» Set task:
Put every line of the listing below into a numbered list, skipping blank lines and leaving the pictures out.

[Begin Exercise input]

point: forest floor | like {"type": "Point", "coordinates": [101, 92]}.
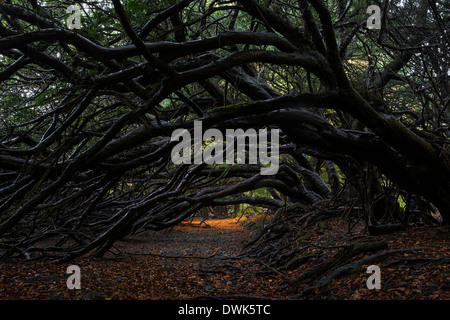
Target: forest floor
{"type": "Point", "coordinates": [204, 261]}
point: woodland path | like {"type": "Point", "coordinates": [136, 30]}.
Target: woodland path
{"type": "Point", "coordinates": [198, 261]}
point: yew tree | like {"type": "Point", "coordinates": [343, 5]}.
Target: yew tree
{"type": "Point", "coordinates": [88, 110]}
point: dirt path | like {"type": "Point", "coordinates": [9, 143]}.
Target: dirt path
{"type": "Point", "coordinates": [190, 261]}
{"type": "Point", "coordinates": [195, 261]}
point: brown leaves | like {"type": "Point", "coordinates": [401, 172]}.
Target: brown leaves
{"type": "Point", "coordinates": [123, 275]}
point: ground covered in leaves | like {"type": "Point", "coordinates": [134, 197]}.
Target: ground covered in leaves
{"type": "Point", "coordinates": [203, 261]}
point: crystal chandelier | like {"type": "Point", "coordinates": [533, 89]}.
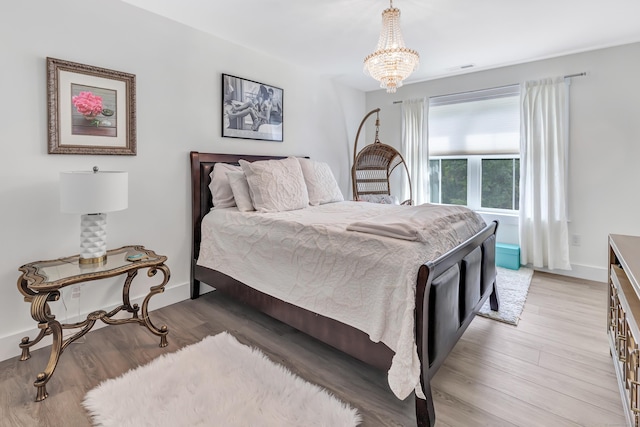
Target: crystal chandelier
{"type": "Point", "coordinates": [392, 62]}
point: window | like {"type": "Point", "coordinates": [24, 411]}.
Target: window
{"type": "Point", "coordinates": [474, 148]}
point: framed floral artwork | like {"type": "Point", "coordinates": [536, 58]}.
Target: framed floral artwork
{"type": "Point", "coordinates": [90, 110]}
{"type": "Point", "coordinates": [251, 110]}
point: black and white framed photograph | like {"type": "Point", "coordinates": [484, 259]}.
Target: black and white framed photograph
{"type": "Point", "coordinates": [251, 110]}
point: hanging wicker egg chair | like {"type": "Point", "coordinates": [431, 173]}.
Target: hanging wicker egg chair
{"type": "Point", "coordinates": [373, 165]}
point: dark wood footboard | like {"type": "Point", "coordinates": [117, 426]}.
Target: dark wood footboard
{"type": "Point", "coordinates": [449, 292]}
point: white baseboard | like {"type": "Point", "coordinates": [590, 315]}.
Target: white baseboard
{"type": "Point", "coordinates": [587, 272]}
{"type": "Point", "coordinates": [9, 343]}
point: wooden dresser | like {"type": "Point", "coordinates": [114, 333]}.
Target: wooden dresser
{"type": "Point", "coordinates": [622, 318]}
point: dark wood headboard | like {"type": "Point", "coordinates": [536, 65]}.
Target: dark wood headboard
{"type": "Point", "coordinates": [201, 166]}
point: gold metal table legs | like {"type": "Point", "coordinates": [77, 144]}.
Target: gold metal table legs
{"type": "Point", "coordinates": [48, 325]}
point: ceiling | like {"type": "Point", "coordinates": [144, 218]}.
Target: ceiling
{"type": "Point", "coordinates": [334, 36]}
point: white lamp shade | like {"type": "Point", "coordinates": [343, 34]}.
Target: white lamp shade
{"type": "Point", "coordinates": [88, 192]}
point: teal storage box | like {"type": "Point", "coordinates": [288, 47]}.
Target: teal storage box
{"type": "Point", "coordinates": [508, 256]}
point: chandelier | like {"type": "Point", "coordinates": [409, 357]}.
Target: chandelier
{"type": "Point", "coordinates": [392, 62]}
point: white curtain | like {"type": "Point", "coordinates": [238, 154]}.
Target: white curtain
{"type": "Point", "coordinates": [415, 149]}
{"type": "Point", "coordinates": [544, 238]}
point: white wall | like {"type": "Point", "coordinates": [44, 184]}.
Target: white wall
{"type": "Point", "coordinates": [604, 145]}
{"type": "Point", "coordinates": [178, 75]}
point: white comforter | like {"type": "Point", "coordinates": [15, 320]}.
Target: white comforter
{"type": "Point", "coordinates": [308, 258]}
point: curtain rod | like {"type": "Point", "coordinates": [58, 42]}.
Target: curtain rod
{"type": "Point", "coordinates": [568, 76]}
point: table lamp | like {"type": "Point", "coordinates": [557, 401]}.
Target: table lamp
{"type": "Point", "coordinates": [92, 194]}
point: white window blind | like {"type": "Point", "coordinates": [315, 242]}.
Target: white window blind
{"type": "Point", "coordinates": [471, 123]}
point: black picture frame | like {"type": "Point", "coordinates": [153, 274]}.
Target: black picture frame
{"type": "Point", "coordinates": [251, 110]}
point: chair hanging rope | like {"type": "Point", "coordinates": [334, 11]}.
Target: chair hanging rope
{"type": "Point", "coordinates": [373, 165]}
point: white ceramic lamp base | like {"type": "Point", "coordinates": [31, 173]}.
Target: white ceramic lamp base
{"type": "Point", "coordinates": [93, 238]}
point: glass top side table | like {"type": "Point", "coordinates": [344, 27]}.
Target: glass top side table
{"type": "Point", "coordinates": [40, 284]}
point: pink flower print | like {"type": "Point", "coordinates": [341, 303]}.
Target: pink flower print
{"type": "Point", "coordinates": [87, 103]}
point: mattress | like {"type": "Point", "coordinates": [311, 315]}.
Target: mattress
{"type": "Point", "coordinates": [311, 258]}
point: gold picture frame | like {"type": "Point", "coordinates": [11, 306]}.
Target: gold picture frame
{"type": "Point", "coordinates": [91, 110]}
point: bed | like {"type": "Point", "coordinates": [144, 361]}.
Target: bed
{"type": "Point", "coordinates": [445, 293]}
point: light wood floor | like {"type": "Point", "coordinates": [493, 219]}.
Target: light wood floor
{"type": "Point", "coordinates": [553, 369]}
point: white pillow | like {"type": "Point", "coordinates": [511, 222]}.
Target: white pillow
{"type": "Point", "coordinates": [221, 193]}
{"type": "Point", "coordinates": [321, 184]}
{"type": "Point", "coordinates": [276, 185]}
{"type": "Point", "coordinates": [240, 188]}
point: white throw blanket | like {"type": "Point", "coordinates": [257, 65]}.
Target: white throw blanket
{"type": "Point", "coordinates": [417, 223]}
{"type": "Point", "coordinates": [308, 258]}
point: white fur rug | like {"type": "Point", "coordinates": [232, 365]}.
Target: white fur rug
{"type": "Point", "coordinates": [513, 287]}
{"type": "Point", "coordinates": [216, 382]}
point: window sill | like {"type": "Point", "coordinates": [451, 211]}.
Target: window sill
{"type": "Point", "coordinates": [502, 218]}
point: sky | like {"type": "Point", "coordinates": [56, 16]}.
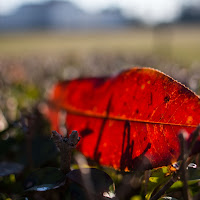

[End Exercise input]

» Response to this exercise:
1. point: forest floor | like {"type": "Point", "coordinates": [101, 92]}.
2. Target: forest floor
3. {"type": "Point", "coordinates": [204, 261]}
4. point: woodland path | like {"type": "Point", "coordinates": [136, 30]}.
5. Target: woodland path
6. {"type": "Point", "coordinates": [198, 261]}
7. point: yew tree | like {"type": "Point", "coordinates": [343, 5]}.
8. Target: yew tree
9. {"type": "Point", "coordinates": [88, 110]}
10. point: dirt path | like {"type": "Point", "coordinates": [9, 143]}.
11. Target: dirt path
12. {"type": "Point", "coordinates": [190, 261]}
13. {"type": "Point", "coordinates": [195, 261]}
14. point: brown leaves | like {"type": "Point", "coordinates": [401, 172]}.
15. Target: brown leaves
16. {"type": "Point", "coordinates": [123, 275]}
17. point: ground covered in leaves | like {"type": "Point", "coordinates": [134, 197]}.
18. Target: ground covered in leaves
19. {"type": "Point", "coordinates": [203, 261]}
20. point: crystal chandelier | like {"type": "Point", "coordinates": [533, 89]}.
21. Target: crystal chandelier
22. {"type": "Point", "coordinates": [392, 62]}
23. point: window | like {"type": "Point", "coordinates": [24, 411]}.
24. Target: window
25. {"type": "Point", "coordinates": [474, 148]}
26. point: framed floral artwork | like {"type": "Point", "coordinates": [536, 58]}.
27. Target: framed floral artwork
28. {"type": "Point", "coordinates": [90, 110]}
29. {"type": "Point", "coordinates": [251, 110]}
30. point: black and white framed photograph | like {"type": "Point", "coordinates": [484, 259]}.
31. Target: black and white framed photograph
32. {"type": "Point", "coordinates": [251, 110]}
33. point: hanging wicker egg chair | like {"type": "Point", "coordinates": [431, 173]}.
34. Target: hanging wicker egg chair
35. {"type": "Point", "coordinates": [373, 165]}
36. point: dark wood footboard | like {"type": "Point", "coordinates": [117, 426]}.
37. Target: dark wood footboard
38. {"type": "Point", "coordinates": [449, 292]}
39. point: white baseboard | like {"type": "Point", "coordinates": [590, 315]}.
40. Target: white baseboard
41. {"type": "Point", "coordinates": [587, 272]}
42. {"type": "Point", "coordinates": [9, 343]}
43. point: wooden dresser | like {"type": "Point", "coordinates": [114, 333]}.
44. Target: wooden dresser
45. {"type": "Point", "coordinates": [622, 318]}
46. point: dark wood headboard | like {"type": "Point", "coordinates": [536, 65]}.
47. Target: dark wood headboard
48. {"type": "Point", "coordinates": [201, 166]}
49. point: gold metal table legs | like {"type": "Point", "coordinates": [77, 144]}.
50. Target: gold metal table legs
51. {"type": "Point", "coordinates": [48, 325]}
52. point: ceiling | like {"type": "Point", "coordinates": [144, 218]}.
53. Target: ceiling
54. {"type": "Point", "coordinates": [334, 36]}
55. point: white lamp shade | like {"type": "Point", "coordinates": [343, 34]}.
56. Target: white lamp shade
57. {"type": "Point", "coordinates": [88, 192]}
58. point: teal storage box | like {"type": "Point", "coordinates": [288, 47]}.
59. Target: teal storage box
60. {"type": "Point", "coordinates": [508, 256]}
61. point: chandelier | like {"type": "Point", "coordinates": [409, 357]}.
62. Target: chandelier
63. {"type": "Point", "coordinates": [392, 62]}
64. point: white curtain | like {"type": "Point", "coordinates": [238, 154]}.
65. Target: white curtain
66. {"type": "Point", "coordinates": [415, 149]}
67. {"type": "Point", "coordinates": [544, 238]}
68. point: white wall | like {"type": "Point", "coordinates": [44, 184]}.
69. Target: white wall
70. {"type": "Point", "coordinates": [604, 145]}
71. {"type": "Point", "coordinates": [178, 75]}
72. point: white comforter | like {"type": "Point", "coordinates": [15, 320]}.
73. Target: white comforter
74. {"type": "Point", "coordinates": [308, 258]}
75. point: curtain rod | like {"type": "Point", "coordinates": [58, 42]}.
76. Target: curtain rod
77. {"type": "Point", "coordinates": [568, 76]}
78. point: table lamp | like {"type": "Point", "coordinates": [557, 401]}.
79. Target: table lamp
80. {"type": "Point", "coordinates": [92, 194]}
81. point: white window blind | like {"type": "Point", "coordinates": [315, 242]}.
82. Target: white window blind
83. {"type": "Point", "coordinates": [471, 123]}
84. point: black picture frame | like {"type": "Point", "coordinates": [153, 274]}.
85. Target: black picture frame
86. {"type": "Point", "coordinates": [251, 110]}
87. point: chair hanging rope | like {"type": "Point", "coordinates": [334, 11]}.
88. Target: chair hanging rope
89. {"type": "Point", "coordinates": [373, 165]}
90. point: white ceramic lamp base | like {"type": "Point", "coordinates": [31, 173]}.
91. Target: white ceramic lamp base
92. {"type": "Point", "coordinates": [93, 238]}
93. point: glass top side table | like {"type": "Point", "coordinates": [344, 27]}.
94. Target: glass top side table
95. {"type": "Point", "coordinates": [40, 284]}
96. point: pink flower print | like {"type": "Point", "coordinates": [341, 303]}.
97. Target: pink flower print
98. {"type": "Point", "coordinates": [87, 103]}
99. point: mattress | like {"type": "Point", "coordinates": [311, 315]}.
100. Target: mattress
101. {"type": "Point", "coordinates": [311, 258]}
102. point: gold picture frame | like {"type": "Point", "coordinates": [11, 306]}.
103. Target: gold picture frame
104. {"type": "Point", "coordinates": [91, 110]}
105. point: bed | like {"type": "Point", "coordinates": [144, 361]}.
106. Target: bed
107. {"type": "Point", "coordinates": [445, 293]}
108. point: light wood floor | like {"type": "Point", "coordinates": [493, 219]}.
109. Target: light wood floor
110. {"type": "Point", "coordinates": [553, 369]}
111. point: white pillow | like {"type": "Point", "coordinates": [511, 222]}.
112. Target: white pillow
113. {"type": "Point", "coordinates": [221, 193]}
114. {"type": "Point", "coordinates": [321, 184]}
115. {"type": "Point", "coordinates": [276, 185]}
116. {"type": "Point", "coordinates": [240, 188]}
117. point: white throw blanket | like {"type": "Point", "coordinates": [257, 65]}.
118. Target: white throw blanket
119. {"type": "Point", "coordinates": [417, 223]}
120. {"type": "Point", "coordinates": [308, 258]}
121. point: white fur rug | like {"type": "Point", "coordinates": [232, 365]}.
122. Target: white fur rug
123. {"type": "Point", "coordinates": [513, 287]}
124. {"type": "Point", "coordinates": [216, 382]}
125. point: window sill | like {"type": "Point", "coordinates": [451, 211]}.
126. Target: window sill
127. {"type": "Point", "coordinates": [502, 218]}
128. point: sky | like {"type": "Point", "coordinates": [56, 16]}.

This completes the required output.